>> start RECORDS SUPPLIED

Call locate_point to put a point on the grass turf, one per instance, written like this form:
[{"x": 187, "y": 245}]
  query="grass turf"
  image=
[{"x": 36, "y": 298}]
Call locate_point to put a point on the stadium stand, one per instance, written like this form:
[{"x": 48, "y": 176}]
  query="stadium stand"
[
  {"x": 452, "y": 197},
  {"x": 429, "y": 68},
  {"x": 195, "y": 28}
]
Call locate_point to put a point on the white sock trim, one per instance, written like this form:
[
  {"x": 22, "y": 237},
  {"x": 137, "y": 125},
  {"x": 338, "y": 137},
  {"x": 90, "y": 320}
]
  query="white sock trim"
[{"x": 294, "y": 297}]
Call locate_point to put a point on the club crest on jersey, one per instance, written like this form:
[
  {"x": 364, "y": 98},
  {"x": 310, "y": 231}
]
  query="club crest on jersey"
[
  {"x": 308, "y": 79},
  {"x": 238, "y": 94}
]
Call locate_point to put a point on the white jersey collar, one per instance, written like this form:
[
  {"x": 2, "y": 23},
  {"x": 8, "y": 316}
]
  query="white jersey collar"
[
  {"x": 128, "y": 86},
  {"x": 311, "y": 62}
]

>> end RECORDS SUPPLIED

* WHAT IS ASKED *
Please reproduce the stretch of the records from the line containing "Call locate_point to put a point on the club" through the end of the records, changing each "jersey" to "shirt" and leaving everything else unchanged. Give only those lines.

* WRITTEN RESPONSE *
Call locate_point to put a point on the club crest on shirt, one per instance, written like this form:
[
  {"x": 364, "y": 98},
  {"x": 310, "y": 231}
]
  query="club crest on shirt"
[
  {"x": 308, "y": 79},
  {"x": 238, "y": 94}
]
Call locate_point to put a point on the white shirt collar, one per instance, written like this form:
[
  {"x": 2, "y": 23},
  {"x": 8, "y": 316}
]
  query="white shirt collar"
[
  {"x": 128, "y": 86},
  {"x": 311, "y": 62}
]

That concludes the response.